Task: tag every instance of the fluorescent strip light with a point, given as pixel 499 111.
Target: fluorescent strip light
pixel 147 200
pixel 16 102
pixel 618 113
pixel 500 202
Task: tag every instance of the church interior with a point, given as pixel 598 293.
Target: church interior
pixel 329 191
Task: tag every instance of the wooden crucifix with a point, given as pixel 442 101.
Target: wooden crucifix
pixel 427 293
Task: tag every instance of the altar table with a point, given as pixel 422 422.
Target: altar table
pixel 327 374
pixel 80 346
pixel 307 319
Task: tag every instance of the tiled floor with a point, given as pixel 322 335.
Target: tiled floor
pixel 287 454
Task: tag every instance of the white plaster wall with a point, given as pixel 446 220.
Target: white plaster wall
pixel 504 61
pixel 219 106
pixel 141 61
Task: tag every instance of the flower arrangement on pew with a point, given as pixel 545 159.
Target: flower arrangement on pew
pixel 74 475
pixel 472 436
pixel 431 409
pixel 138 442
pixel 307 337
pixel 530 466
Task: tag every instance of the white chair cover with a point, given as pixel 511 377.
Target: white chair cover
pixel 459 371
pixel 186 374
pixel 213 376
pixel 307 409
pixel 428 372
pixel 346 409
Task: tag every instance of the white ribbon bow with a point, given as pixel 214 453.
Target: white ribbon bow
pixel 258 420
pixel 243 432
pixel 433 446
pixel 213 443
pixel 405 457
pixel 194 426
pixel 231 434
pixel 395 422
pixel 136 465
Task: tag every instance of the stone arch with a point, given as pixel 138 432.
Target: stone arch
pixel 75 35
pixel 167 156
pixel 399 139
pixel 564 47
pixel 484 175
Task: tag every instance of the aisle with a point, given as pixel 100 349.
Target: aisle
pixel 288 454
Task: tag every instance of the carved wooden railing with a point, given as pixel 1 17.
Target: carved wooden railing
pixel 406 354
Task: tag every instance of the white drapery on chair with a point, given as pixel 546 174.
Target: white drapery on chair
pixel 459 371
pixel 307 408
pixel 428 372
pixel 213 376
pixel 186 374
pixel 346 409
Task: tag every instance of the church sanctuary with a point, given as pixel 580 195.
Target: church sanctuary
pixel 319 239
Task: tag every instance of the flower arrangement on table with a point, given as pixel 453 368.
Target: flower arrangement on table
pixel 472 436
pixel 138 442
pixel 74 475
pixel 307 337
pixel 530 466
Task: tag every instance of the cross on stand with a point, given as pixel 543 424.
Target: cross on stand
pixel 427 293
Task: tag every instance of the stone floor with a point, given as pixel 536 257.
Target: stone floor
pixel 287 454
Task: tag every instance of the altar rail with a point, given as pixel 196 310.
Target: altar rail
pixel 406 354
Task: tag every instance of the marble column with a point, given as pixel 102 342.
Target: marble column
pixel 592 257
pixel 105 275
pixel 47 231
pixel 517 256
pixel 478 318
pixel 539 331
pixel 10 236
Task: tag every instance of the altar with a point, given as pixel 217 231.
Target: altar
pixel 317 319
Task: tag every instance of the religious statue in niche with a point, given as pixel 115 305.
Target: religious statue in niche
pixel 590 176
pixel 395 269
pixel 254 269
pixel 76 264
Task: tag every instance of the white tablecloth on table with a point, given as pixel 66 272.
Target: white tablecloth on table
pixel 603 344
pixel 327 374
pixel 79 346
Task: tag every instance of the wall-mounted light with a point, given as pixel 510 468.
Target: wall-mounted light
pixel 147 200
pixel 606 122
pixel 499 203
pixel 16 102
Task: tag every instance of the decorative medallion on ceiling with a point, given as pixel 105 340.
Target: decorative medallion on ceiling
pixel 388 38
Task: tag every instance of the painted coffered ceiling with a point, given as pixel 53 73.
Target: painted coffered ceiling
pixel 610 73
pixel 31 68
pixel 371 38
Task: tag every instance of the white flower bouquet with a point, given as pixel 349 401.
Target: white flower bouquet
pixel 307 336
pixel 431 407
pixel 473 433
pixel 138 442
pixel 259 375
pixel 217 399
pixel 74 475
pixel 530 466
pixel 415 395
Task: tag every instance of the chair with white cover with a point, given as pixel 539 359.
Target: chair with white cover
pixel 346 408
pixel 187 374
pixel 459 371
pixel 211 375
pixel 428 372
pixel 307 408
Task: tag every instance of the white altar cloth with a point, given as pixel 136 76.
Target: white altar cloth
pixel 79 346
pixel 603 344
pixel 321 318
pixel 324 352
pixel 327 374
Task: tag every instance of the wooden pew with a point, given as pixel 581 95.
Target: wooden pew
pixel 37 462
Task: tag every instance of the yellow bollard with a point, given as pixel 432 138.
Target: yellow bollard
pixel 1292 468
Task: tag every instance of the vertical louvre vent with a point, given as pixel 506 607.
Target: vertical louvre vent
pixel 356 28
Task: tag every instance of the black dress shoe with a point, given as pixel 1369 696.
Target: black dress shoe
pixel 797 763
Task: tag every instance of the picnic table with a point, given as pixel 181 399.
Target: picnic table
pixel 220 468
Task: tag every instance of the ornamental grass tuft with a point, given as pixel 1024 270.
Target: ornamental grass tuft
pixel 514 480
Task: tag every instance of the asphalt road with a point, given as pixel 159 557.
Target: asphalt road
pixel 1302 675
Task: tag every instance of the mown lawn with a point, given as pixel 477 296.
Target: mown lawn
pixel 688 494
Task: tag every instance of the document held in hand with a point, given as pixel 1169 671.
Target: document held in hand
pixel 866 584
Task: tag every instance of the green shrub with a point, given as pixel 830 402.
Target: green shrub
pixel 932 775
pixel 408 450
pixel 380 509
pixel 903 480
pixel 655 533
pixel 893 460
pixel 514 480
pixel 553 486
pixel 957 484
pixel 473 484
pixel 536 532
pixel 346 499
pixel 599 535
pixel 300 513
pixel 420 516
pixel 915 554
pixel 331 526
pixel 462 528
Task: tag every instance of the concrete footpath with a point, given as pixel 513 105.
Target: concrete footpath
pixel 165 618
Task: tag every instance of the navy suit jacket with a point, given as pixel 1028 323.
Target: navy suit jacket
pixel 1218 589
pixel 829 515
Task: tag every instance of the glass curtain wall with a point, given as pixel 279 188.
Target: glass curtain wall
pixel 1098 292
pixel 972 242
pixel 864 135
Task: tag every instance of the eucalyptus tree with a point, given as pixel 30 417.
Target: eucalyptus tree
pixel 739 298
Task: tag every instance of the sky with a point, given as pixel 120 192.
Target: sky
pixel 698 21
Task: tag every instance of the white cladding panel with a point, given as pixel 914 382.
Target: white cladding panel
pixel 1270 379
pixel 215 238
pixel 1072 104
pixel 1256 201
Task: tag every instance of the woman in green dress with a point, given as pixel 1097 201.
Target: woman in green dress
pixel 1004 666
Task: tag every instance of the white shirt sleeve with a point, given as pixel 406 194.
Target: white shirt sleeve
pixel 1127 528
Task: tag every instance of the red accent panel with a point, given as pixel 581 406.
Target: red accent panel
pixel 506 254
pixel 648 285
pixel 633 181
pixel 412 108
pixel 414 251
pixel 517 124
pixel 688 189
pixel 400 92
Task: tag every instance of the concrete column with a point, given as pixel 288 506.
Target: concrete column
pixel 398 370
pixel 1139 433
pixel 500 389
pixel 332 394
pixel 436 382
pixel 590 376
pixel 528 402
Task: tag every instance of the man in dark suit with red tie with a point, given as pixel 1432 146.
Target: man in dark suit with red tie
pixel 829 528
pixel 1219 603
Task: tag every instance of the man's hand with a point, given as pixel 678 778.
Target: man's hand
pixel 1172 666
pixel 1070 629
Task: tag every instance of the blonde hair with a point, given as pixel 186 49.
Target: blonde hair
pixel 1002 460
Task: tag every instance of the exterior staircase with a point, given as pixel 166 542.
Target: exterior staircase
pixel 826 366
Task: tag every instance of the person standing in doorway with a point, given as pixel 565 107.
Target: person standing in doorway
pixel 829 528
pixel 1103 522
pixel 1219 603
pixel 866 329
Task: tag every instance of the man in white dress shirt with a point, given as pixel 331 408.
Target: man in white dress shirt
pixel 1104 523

WORK INSTRUCTIONS: Please give back the records exactly as written, beginning at the first line and including the line that holds "Task: tag every instance of the tiled" as the last.

OUTPUT FOR THIS TASK:
Task: tag every instance of the fluorescent strip light with a point, given as pixel 499 111.
Target: fluorescent strip light
pixel 147 200
pixel 16 102
pixel 618 113
pixel 500 202
Task: tag every instance of the church interior with a point, given as pixel 598 293.
Target: church interior
pixel 329 191
Task: tag every instance of the wooden crucifix with a point, given as pixel 442 101.
Target: wooden crucifix
pixel 427 293
Task: tag every instance of the altar table with a point, given as pixel 422 422.
Target: altar table
pixel 327 374
pixel 80 346
pixel 307 319
Task: tag every instance of the tiled floor with a point, given as pixel 322 335.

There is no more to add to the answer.